*The task*:
Exactly reproduce the lines from the line that has "Practice step: locate the red" down to the last line of the entries, inclusive.

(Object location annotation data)
########################################

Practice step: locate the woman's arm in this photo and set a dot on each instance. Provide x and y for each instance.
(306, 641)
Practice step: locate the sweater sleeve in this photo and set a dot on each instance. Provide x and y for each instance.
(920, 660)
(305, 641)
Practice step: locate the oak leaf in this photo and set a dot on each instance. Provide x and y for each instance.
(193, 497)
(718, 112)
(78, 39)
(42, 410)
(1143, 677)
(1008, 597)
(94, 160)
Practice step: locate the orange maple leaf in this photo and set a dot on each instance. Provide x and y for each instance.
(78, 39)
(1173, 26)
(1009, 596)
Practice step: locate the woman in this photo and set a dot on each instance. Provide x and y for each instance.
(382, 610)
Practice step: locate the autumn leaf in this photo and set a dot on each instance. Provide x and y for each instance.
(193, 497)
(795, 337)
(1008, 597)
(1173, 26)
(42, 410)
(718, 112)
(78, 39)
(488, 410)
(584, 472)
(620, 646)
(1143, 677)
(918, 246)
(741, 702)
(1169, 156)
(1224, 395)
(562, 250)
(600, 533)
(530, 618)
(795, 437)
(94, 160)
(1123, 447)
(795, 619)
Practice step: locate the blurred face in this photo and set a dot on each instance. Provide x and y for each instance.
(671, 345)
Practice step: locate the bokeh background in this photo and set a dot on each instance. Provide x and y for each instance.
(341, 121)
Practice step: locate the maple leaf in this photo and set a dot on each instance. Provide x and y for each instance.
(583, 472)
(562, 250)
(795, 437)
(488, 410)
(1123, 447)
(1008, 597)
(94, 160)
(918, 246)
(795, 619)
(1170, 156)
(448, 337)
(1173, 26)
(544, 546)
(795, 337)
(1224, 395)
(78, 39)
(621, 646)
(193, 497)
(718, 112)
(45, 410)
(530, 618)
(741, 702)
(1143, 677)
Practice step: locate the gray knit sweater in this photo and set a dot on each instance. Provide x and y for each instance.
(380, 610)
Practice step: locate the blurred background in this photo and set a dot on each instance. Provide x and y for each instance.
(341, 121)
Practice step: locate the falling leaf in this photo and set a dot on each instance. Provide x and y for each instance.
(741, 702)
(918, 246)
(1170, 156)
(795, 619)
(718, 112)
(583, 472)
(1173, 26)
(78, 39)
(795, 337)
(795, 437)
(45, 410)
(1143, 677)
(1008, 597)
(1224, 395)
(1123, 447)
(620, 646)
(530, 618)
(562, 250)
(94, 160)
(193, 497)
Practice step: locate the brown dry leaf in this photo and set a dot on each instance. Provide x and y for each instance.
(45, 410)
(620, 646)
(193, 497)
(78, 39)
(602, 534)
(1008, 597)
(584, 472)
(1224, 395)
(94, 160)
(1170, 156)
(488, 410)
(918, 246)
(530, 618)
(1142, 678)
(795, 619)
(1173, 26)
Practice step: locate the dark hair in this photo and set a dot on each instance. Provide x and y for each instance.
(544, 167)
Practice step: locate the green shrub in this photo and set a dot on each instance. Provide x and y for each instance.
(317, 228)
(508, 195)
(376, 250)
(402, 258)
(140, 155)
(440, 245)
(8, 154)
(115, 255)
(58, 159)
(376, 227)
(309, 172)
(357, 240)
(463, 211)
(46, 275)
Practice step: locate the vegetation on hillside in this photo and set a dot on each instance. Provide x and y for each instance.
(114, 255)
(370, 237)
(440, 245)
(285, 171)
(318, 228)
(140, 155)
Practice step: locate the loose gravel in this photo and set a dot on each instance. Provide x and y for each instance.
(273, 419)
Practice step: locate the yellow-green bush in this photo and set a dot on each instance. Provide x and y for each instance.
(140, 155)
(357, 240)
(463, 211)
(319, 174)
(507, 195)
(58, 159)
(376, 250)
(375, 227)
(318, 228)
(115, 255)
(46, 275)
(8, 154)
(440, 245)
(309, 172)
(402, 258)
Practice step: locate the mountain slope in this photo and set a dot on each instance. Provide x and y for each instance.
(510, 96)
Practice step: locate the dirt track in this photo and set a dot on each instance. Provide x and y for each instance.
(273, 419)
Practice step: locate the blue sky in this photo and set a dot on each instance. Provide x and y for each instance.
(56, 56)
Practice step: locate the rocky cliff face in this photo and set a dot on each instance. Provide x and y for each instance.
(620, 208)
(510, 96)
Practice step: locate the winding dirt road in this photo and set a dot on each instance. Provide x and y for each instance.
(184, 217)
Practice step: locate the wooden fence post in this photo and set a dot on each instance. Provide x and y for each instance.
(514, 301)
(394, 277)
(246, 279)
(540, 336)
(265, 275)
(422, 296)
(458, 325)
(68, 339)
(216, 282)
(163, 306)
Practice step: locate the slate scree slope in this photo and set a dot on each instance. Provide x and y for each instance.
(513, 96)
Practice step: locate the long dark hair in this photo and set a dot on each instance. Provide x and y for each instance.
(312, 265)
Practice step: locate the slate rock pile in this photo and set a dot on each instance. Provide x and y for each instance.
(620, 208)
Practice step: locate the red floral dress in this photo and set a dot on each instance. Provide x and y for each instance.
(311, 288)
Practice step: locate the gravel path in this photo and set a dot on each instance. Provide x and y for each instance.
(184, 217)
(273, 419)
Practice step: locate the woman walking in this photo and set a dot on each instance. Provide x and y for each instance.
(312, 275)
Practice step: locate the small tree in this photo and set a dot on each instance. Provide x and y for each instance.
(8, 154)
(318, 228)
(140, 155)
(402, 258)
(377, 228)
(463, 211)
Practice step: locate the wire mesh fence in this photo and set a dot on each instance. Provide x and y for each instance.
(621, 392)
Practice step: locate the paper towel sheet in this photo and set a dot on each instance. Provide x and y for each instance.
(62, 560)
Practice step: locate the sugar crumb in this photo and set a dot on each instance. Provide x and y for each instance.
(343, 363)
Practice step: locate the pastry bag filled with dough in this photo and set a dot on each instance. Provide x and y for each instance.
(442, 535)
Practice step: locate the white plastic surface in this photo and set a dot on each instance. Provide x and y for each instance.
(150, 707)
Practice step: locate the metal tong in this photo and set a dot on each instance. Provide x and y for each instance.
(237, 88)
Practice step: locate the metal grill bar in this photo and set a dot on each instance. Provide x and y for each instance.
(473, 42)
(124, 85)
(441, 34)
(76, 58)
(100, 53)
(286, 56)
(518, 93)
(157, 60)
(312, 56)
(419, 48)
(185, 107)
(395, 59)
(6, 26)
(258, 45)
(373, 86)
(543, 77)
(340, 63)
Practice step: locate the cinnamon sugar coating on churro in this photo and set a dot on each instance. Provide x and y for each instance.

########################################

*Expected answer*:
Practice step: locate the red floral dress in this photo and set a dot on each instance. Provide x and y for each instance.
(311, 288)
Practice step: locate the gravel path in this photo and set a dot on each instance. Provide x and y for each instance.
(184, 217)
(273, 419)
Practice step: locate the woman walking in this photo and set a dot on each instance. Provide x and y for each instance.
(312, 275)
Practice step: locate the small tree in this photo and set a dot on each instance. Provide x and y for each instance.
(8, 154)
(318, 228)
(140, 155)
(402, 258)
(377, 228)
(463, 211)
Practice step: locate the wire mesh fence in this photo and set a dot on each instance. Provide x and y for each instance.
(621, 392)
Practice step: locate the paper towel sheet in this photo and set a dot on each instance. Provide x and y for each instance.
(62, 560)
Practice step: locate the sugar crumb in this photo and set a dot on each instance. Provide x and y for each instance.
(343, 363)
Practice step: locate the pastry bag filled with dough in this photo and set a dot on each instance. Provide x and y for each instance.
(442, 535)
Practice step: locate the white plastic surface in this photo and set a dot on each instance. Provide x and y for each instance.
(150, 707)
Practice step: locate the metal tong in this photo and set a dot on each instance. Provide x and y for each instance.
(237, 88)
Practice step: locate the metal grill bar in this photo and set a dot on each instance. Provide x and y for each instance.
(473, 42)
(124, 85)
(441, 34)
(76, 58)
(100, 53)
(286, 56)
(518, 93)
(157, 60)
(312, 56)
(419, 48)
(185, 107)
(395, 59)
(6, 26)
(258, 45)
(373, 86)
(543, 77)
(340, 63)
Practice step: locate the cinnamon sugar coating on churro in this photo and set a dot on each instance. Provide x and y for each instance.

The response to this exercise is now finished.